_取り組む課題:_
1. 日記について、次の問いに答えてください。
(a) 日記の日付は何月何日の何曜日か。
(b) 夢に出てきたのは、何というバンドのメンバー何人か。
(c) 宏樹さんは夢のなかでどこにかけていたか。
2. 日記の「朝、起きる直前まで見ていた夢」から「って、穏やかに体を起こした。」までをすべて書き写してください。
3. 日記の続きを、最後の文のあとから書き進めてください。

_原文:_

= = = = = = =

見出し画像

三十歳、月読み(一)

2月5日(月)

 朝、起きる直前まで見ていた夢にザ・ルーズドックスのメンバー4人が出てきた。吹奏楽のコンサート会場になりそうなホールで、ケンジさんが私を認識してこちらに近づいてくる。宏樹さんは私の隣のシートにかけていて、右斜め後ろを振り返ると一平さんもいる。ふわりと時間が経過して彼らはステージに。いつもの上手(かみて)にリーダーの姿もみつけた。夢なので都合がいい、と夢のなかで思った。演奏中に一平さんと目があって微笑まれ、手で合図をされる。キネマ倶楽部でのそのときのように。あ、と思ったときに、目が開いてしまって、穏やかに体を起こした。

= = = = = = =

[保存されたデータ項目]
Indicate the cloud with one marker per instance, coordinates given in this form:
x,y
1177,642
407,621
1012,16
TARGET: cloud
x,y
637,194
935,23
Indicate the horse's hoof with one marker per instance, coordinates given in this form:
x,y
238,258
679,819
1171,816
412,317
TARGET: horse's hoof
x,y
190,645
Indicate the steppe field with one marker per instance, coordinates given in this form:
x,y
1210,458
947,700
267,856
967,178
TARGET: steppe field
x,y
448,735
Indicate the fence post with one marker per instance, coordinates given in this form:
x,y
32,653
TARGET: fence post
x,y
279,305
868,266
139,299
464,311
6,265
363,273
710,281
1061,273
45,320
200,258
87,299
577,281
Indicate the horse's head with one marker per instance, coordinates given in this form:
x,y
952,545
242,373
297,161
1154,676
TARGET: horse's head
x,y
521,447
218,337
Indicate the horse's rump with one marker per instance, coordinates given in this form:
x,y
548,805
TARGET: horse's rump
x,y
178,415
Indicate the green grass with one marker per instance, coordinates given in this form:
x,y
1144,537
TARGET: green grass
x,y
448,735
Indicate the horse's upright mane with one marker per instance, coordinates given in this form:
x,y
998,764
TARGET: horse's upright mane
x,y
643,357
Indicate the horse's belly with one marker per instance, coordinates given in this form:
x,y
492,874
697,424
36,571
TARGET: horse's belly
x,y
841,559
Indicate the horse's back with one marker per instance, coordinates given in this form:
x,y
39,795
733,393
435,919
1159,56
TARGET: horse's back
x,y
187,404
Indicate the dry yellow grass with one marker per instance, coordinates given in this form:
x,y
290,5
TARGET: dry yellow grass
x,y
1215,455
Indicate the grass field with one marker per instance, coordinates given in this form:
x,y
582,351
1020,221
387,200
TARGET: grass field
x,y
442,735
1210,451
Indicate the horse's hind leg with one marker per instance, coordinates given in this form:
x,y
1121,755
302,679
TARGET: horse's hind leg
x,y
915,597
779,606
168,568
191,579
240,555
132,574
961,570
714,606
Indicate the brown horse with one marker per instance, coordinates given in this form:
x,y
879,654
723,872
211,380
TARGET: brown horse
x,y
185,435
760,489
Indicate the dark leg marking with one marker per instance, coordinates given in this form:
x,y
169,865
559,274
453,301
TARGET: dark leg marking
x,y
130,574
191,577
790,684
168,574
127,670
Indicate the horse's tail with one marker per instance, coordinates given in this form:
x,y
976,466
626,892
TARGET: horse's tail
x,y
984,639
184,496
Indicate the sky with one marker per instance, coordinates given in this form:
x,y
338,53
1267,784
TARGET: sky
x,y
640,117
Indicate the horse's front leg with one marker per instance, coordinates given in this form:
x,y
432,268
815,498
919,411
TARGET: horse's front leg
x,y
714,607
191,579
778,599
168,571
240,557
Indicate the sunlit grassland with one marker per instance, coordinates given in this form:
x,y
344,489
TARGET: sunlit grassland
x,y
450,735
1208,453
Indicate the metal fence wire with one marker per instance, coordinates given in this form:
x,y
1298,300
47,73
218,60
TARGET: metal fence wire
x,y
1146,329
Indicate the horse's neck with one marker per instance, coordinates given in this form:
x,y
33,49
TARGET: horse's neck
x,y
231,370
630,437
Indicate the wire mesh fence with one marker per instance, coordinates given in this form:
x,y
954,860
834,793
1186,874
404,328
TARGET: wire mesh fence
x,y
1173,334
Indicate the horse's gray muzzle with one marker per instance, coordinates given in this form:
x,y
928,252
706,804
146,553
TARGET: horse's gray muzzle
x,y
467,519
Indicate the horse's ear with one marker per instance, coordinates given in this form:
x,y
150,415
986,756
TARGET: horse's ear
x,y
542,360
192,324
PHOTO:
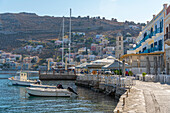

= = = = = = =

_解答例:_
1.
(a) 2月5日、月曜日
(b) ザ・ルーズドックスのメンバー4人
(c) 私の隣のシート

2.
朝、起きる直前まで見ていた夢にザ・ルーズドックスのメンバー4人が出てきた。吹奏楽のコンサート会場になりそうなホールで、ケンジさんが私を認識してこちらに近づいてくる。宏樹さんは私の隣のシートにかけていて、右斜め後ろを振り返ると一平さんもいる。ふわりと時間が経過して彼らはステージに。いつもの上手(かみて)にリーダーの姿もみつけた。夢なので都合がいい、と夢のなかで思った。演奏中に一平さんと目があって微笑まれ、手で合図をされる。キネマ倶楽部でのそのときのように。あ、と思ったときに、目が開いてしまって、穏やかに体を起こした。

3.
 寝巻きのまま部屋を出る。居間の障子を開け、玄関の方へ向かう。昨日水張りをしたパネルが4枚、寒そうに並んでいた(宿のゲストが友人だけなのをいいことに広げたままにしていた)。まだ乾いていないのか、それともただ冷たいだけなのか、ひと触れしただけではよくわからなかった。今日は雪が降るらしい。端のほうを指の腹で撫でるとわずかに音がして、乾いた、と思った。しかし、よく見ると4枚とも四隅のいずれかが突っ張ったりヨレたりしている。これは使えないかもしれない。それでもよかった。昨日友人が来てくれたことでようやく制作のスイッチが入り、大判紙のコーヒー染めと水張りの感覚を掴めたところだった。この調子なら、今日友人が帰ってしまってもなんとか一人でやれそうだ、と思った。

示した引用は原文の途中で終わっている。